● Assignment: Without the pictures, copy all of the data exactly.
━━━━━━━━━━━━━━━━━━━━
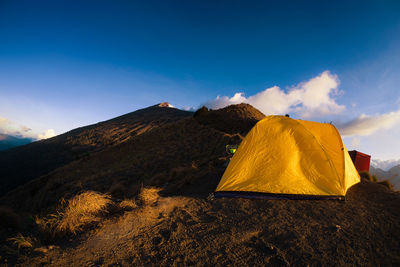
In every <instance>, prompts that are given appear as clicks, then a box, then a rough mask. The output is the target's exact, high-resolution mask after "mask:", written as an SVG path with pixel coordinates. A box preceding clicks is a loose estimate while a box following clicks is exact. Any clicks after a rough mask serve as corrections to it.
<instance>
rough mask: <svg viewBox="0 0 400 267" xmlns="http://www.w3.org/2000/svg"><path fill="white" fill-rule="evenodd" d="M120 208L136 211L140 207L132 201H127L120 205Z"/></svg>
mask: <svg viewBox="0 0 400 267" xmlns="http://www.w3.org/2000/svg"><path fill="white" fill-rule="evenodd" d="M119 207H120V208H121V209H122V210H134V209H136V208H137V207H138V205H137V204H136V202H135V201H134V200H132V199H125V200H123V201H122V202H121V203H119Z"/></svg>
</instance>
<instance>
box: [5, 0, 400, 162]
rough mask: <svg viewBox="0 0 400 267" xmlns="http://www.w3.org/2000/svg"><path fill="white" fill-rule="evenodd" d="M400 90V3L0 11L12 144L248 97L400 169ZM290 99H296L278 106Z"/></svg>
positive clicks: (249, 98) (185, 5)
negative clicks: (176, 107)
mask: <svg viewBox="0 0 400 267" xmlns="http://www.w3.org/2000/svg"><path fill="white" fill-rule="evenodd" d="M324 73H325V74H324ZM323 75H325V76H323ZM318 77H320V78H321V77H322V78H321V79H323V77H325V78H326V83H323V84H319V83H317V84H316V85H313V86H311V85H310V86H311V87H312V88H311V87H310V88H311V89H306V87H307V84H308V83H307V82H310V81H317V80H318ZM313 79H314V80H313ZM315 79H317V80H315ZM333 81H334V85H332V86H333V87H332V88H328V87H329V86H328V84H329V83H330V82H333ZM304 84H306V87H304ZM399 84H400V2H399V1H209V2H208V1H5V0H0V125H3V126H1V127H0V131H3V132H7V133H11V134H12V133H22V134H23V135H35V136H37V135H38V134H42V135H43V133H44V132H45V131H46V130H49V129H52V130H53V131H54V133H55V134H60V133H62V132H65V131H68V130H70V129H72V128H76V127H79V126H83V125H87V124H91V123H95V122H98V121H102V120H106V119H109V118H112V117H115V116H117V115H121V114H124V113H127V112H130V111H133V110H136V109H138V108H143V107H146V106H149V105H153V104H156V103H159V102H163V101H168V102H170V103H171V104H173V105H175V106H176V107H178V108H188V107H191V108H197V107H199V106H200V105H202V104H208V105H209V106H213V105H214V106H221V105H223V104H224V103H225V102H226V101H228V102H226V103H231V102H232V101H233V102H234V99H233V100H232V97H233V96H234V95H235V94H236V93H243V94H242V95H241V96H242V98H240V99H241V100H244V101H247V102H249V103H255V104H254V105H255V106H257V108H259V109H261V110H262V111H263V112H266V111H268V112H270V111H271V109H270V107H274V109H272V111H274V112H275V113H276V112H278V111H279V112H280V111H283V110H285V111H289V112H290V113H291V114H293V117H296V118H305V119H313V120H318V121H333V122H334V123H335V124H337V125H338V128H340V127H342V128H343V129H344V130H343V131H346V132H347V134H348V137H344V140H345V143H346V145H347V146H348V148H349V149H353V148H357V149H358V150H361V151H364V152H366V153H369V154H372V155H373V156H374V157H375V158H376V159H382V160H389V159H394V160H397V159H400V141H397V138H396V135H397V134H400V125H399V124H400V114H397V113H396V112H397V111H399V108H400V88H399ZM274 86H277V87H275V89H271V90H269V91H267V93H265V94H260V93H262V92H265V91H266V90H268V89H269V88H274ZM318 86H322V87H321V88H320V87H318ZM324 86H328V87H324ZM307 88H308V87H307ZM324 88H325V91H324V92H325V94H324V93H322V95H319V96H318V92H319V93H321V92H322V91H323V90H324ZM307 90H308V91H307ZM317 91H318V92H317ZM290 92H293V93H291V94H290ZM279 94H281V95H282V94H283V95H284V96H285V97H288V98H293V101H292V102H290V103H289V102H285V103H281V104H282V105H283V107H282V106H281V107H280V108H278V107H275V105H276V101H275V100H276V99H275V98H274V97H275V96H276V95H279ZM315 94H317V96H316V95H315ZM217 96H219V100H216V97H217ZM252 96H253V97H252ZM223 99H225V100H226V101H225V102H224V101H222V100H223ZM229 99H230V100H229ZM315 101H317V102H318V101H322V102H321V103H320V104H321V105H319V106H318V105H314V104H313V103H315ZM324 101H325V102H324ZM307 103H308V104H307ZM285 105H286V106H285ZM285 108H286V109H285ZM306 111H307V112H306ZM392 113H393V114H392ZM385 115H386V117H385ZM382 116H383V117H382ZM381 118H383V120H381ZM382 121H384V122H385V123H383V124H382V123H381V122H382ZM1 123H2V124H1ZM380 123H381V124H382V125H380ZM371 125H372V126H375V128H374V129H373V127H372V126H371ZM23 127H25V128H24V129H27V128H30V129H31V130H29V131H28V130H25V131H24V130H21V129H22V128H23ZM345 127H347V128H346V129H345ZM371 127H372V128H371ZM49 134H50V135H51V134H52V132H49ZM397 136H399V135H397Z"/></svg>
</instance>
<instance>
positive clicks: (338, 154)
mask: <svg viewBox="0 0 400 267" xmlns="http://www.w3.org/2000/svg"><path fill="white" fill-rule="evenodd" d="M359 181H360V176H359V175H358V172H357V170H356V169H355V167H354V164H353V162H352V160H351V158H350V156H349V153H348V152H347V149H346V147H345V146H344V144H343V142H342V139H341V137H340V134H339V132H338V131H337V129H336V128H335V127H334V126H333V125H331V124H329V123H318V122H312V121H304V120H295V119H291V118H288V117H284V116H267V117H265V118H264V119H262V120H261V121H259V122H258V123H257V124H256V125H255V126H254V127H253V129H251V131H250V132H249V133H248V134H247V136H246V138H245V139H244V140H243V141H242V143H241V144H240V146H239V148H238V150H237V151H236V153H235V154H234V156H233V157H232V159H231V162H230V163H229V165H228V168H227V169H226V170H225V173H224V175H223V177H222V179H221V181H220V182H219V185H218V187H217V189H216V193H215V196H217V197H218V196H234V197H235V196H236V197H241V196H245V197H246V196H247V197H256V198H257V197H262V198H270V197H272V198H275V197H279V198H289V199H291V198H311V199H313V198H317V199H318V198H342V197H343V196H344V195H346V192H347V190H348V189H349V188H350V187H351V186H352V185H354V184H356V183H358V182H359Z"/></svg>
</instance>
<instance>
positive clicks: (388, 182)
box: [378, 180, 394, 191]
mask: <svg viewBox="0 0 400 267" xmlns="http://www.w3.org/2000/svg"><path fill="white" fill-rule="evenodd" d="M378 184H380V185H383V186H386V187H387V188H388V189H390V190H392V191H393V190H394V189H393V185H392V183H390V182H389V181H388V180H384V181H380V182H378Z"/></svg>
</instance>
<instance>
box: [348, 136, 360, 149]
mask: <svg viewBox="0 0 400 267" xmlns="http://www.w3.org/2000/svg"><path fill="white" fill-rule="evenodd" d="M360 142H361V140H360V138H357V137H354V138H353V139H351V144H350V147H351V148H352V149H356V148H358V147H359V146H360Z"/></svg>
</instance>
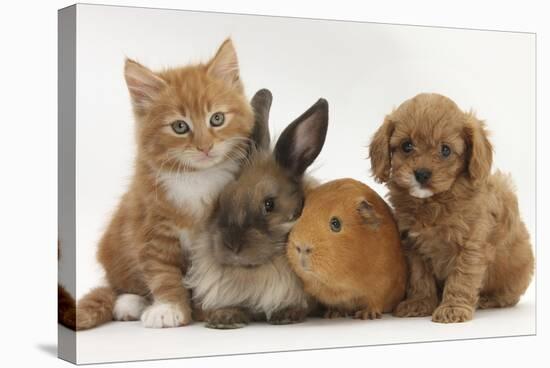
━━━━━━━━━━━━━━━━━━━━
● Result for this task:
In every <instance>, prompts that are given appear as clicks, then a box, then a rough mask. The output is the target's exact, high-resolution mask after "mask:", written as an SVG path with pixel coordinates. A box preceding clicks is a loose estimate while a box following clicks is exact. Any clicks after a rough mask serve as corrections to it.
<instance>
rough mask: <svg viewBox="0 0 400 267" xmlns="http://www.w3.org/2000/svg"><path fill="white" fill-rule="evenodd" d="M120 208L136 211L140 207L132 201H127L120 205Z"/></svg>
mask: <svg viewBox="0 0 400 267" xmlns="http://www.w3.org/2000/svg"><path fill="white" fill-rule="evenodd" d="M119 207H120V208H121V209H122V210H134V209H136V208H137V207H138V205H137V204H136V202H135V201H134V200H132V199H125V200H123V201H122V202H121V203H119Z"/></svg>
</instance>
<instance>
box: [5, 0, 400, 162]
rough mask: <svg viewBox="0 0 400 267" xmlns="http://www.w3.org/2000/svg"><path fill="white" fill-rule="evenodd" d="M400 90V3L0 11L12 144L248 97L400 169ZM290 99H296L278 106Z"/></svg>
positive clicks: (249, 98) (185, 5)
negative clicks: (176, 107)
mask: <svg viewBox="0 0 400 267" xmlns="http://www.w3.org/2000/svg"><path fill="white" fill-rule="evenodd" d="M324 73H325V74H324ZM323 75H325V76H323ZM318 77H320V78H321V77H322V78H321V79H323V77H325V78H326V83H323V84H319V83H317V84H316V85H313V86H311V85H310V86H311V87H312V88H311V87H310V88H311V89H306V87H307V84H308V83H307V82H310V81H317V80H318ZM313 79H314V80H313ZM315 79H317V80H315ZM333 81H334V85H332V86H333V87H332V88H328V87H329V86H328V84H329V83H330V82H333ZM304 84H306V87H304ZM399 84H400V2H399V1H209V2H208V1H5V0H0V125H3V126H1V127H0V131H3V132H7V133H11V134H12V133H22V134H23V135H35V136H37V135H38V134H42V135H43V133H44V132H45V131H46V130H49V129H52V130H53V131H54V133H55V134H60V133H62V132H65V131H68V130H70V129H72V128H76V127H79V126H83V125H87V124H91V123H95V122H98V121H102V120H106V119H109V118H112V117H115V116H117V115H121V114H124V113H127V112H130V111H133V110H136V109H138V108H143V107H146V106H149V105H153V104H156V103H159V102H163V101H168V102H170V103H171V104H173V105H175V106H176V107H178V108H188V107H191V108H197V107H199V106H200V105H202V104H208V105H209V106H213V105H214V106H221V105H223V104H224V103H225V102H226V101H228V102H226V103H231V102H232V101H233V102H234V99H233V100H232V97H233V96H234V95H235V94H236V93H243V94H242V95H241V96H242V98H240V99H241V100H244V101H247V102H249V103H255V104H254V105H255V106H257V108H259V109H261V110H262V111H263V112H266V111H268V112H270V111H271V109H270V107H274V109H272V111H274V112H275V113H276V112H278V111H279V112H280V111H283V110H285V111H289V112H290V113H291V114H293V117H296V118H305V119H313V120H318V121H333V122H334V123H335V124H337V125H338V128H340V127H342V128H343V129H344V130H343V131H346V132H347V134H348V137H344V140H345V143H346V145H347V146H348V148H349V149H353V148H357V149H358V150H361V151H364V152H366V153H369V154H372V155H373V156H374V157H375V158H376V159H382V160H389V159H394V160H397V159H400V141H397V138H396V135H397V134H400V125H399V124H400V114H397V113H396V112H397V111H399V108H400V88H399ZM274 86H277V87H275V89H271V90H269V91H267V93H265V94H260V93H262V92H265V91H266V90H268V89H269V88H274ZM318 86H322V87H321V88H320V87H318ZM324 86H328V87H324ZM307 88H308V87H307ZM324 88H325V91H324V92H325V94H324V93H322V95H319V96H318V92H319V93H321V92H322V91H323V90H324ZM307 90H308V91H307ZM317 91H318V92H317ZM290 92H293V93H291V94H290ZM279 94H281V95H282V94H283V95H284V96H285V97H288V98H293V101H292V102H290V103H289V102H285V103H281V104H282V105H283V107H282V106H281V107H280V108H278V107H275V105H276V101H275V100H276V99H275V98H274V97H275V96H276V95H279ZM315 94H317V96H316V95H315ZM217 96H219V100H216V97H217ZM252 96H253V97H252ZM223 99H225V100H226V101H225V102H224V101H222V100H223ZM229 99H230V100H229ZM315 101H317V102H318V101H322V102H321V103H320V104H321V105H319V106H318V105H314V104H313V103H315ZM324 101H325V102H324ZM307 103H308V104H307ZM285 105H286V106H285ZM285 108H286V109H285ZM306 111H307V112H306ZM392 113H393V114H392ZM385 115H386V117H385ZM382 116H383V117H382ZM381 118H383V120H381ZM382 121H384V122H385V123H383V124H382V123H381V122H382ZM1 123H2V124H1ZM380 123H381V124H382V125H380ZM371 125H372V126H375V128H374V129H373V127H372V126H371ZM23 127H25V128H24V129H27V128H30V129H31V130H29V131H28V130H25V131H24V130H21V129H22V128H23ZM345 127H347V128H346V129H345ZM371 127H372V128H371ZM49 134H50V135H51V134H52V132H49ZM397 136H399V135H397Z"/></svg>
</instance>
<instance>
positive clicks: (338, 154)
mask: <svg viewBox="0 0 400 267" xmlns="http://www.w3.org/2000/svg"><path fill="white" fill-rule="evenodd" d="M359 181H360V176H359V175H358V172H357V170H356V169H355V167H354V164H353V162H352V160H351V158H350V156H349V153H348V152H347V149H346V147H345V146H344V144H343V142H342V139H341V137H340V134H339V132H338V131H337V129H336V128H335V127H334V126H333V125H331V124H329V123H318V122H312V121H304V120H295V119H291V118H288V117H284V116H267V117H265V118H264V119H262V120H261V121H259V122H258V123H257V124H256V125H255V126H254V127H253V129H251V131H250V132H249V133H248V134H247V136H246V138H245V139H244V140H243V141H242V143H241V144H240V146H239V148H238V150H237V151H236V153H235V154H234V156H233V157H232V159H231V162H230V163H229V165H228V168H227V169H226V170H225V173H224V175H223V177H222V179H221V181H220V182H219V185H218V187H217V189H216V193H215V196H217V197H218V196H234V197H235V196H236V197H241V196H245V197H246V196H247V197H256V198H257V197H262V198H270V197H272V198H275V197H279V198H289V199H291V198H311V199H313V198H317V199H318V198H342V197H343V196H344V195H346V192H347V190H348V189H349V188H350V187H351V186H352V185H354V184H356V183H358V182H359Z"/></svg>
</instance>
<instance>
positive clicks: (388, 182)
box: [378, 180, 394, 191]
mask: <svg viewBox="0 0 400 267" xmlns="http://www.w3.org/2000/svg"><path fill="white" fill-rule="evenodd" d="M378 184H380V185H383V186H386V187H387V188H388V189H390V190H392V191H393V190H394V189H393V185H392V183H390V182H389V181H388V180H384V181H380V182H378Z"/></svg>
</instance>
<instance>
box: [348, 136, 360, 149]
mask: <svg viewBox="0 0 400 267" xmlns="http://www.w3.org/2000/svg"><path fill="white" fill-rule="evenodd" d="M360 142H361V140H360V138H357V137H354V138H353V139H351V144H350V147H351V148H352V149H356V148H358V147H359V146H360Z"/></svg>
</instance>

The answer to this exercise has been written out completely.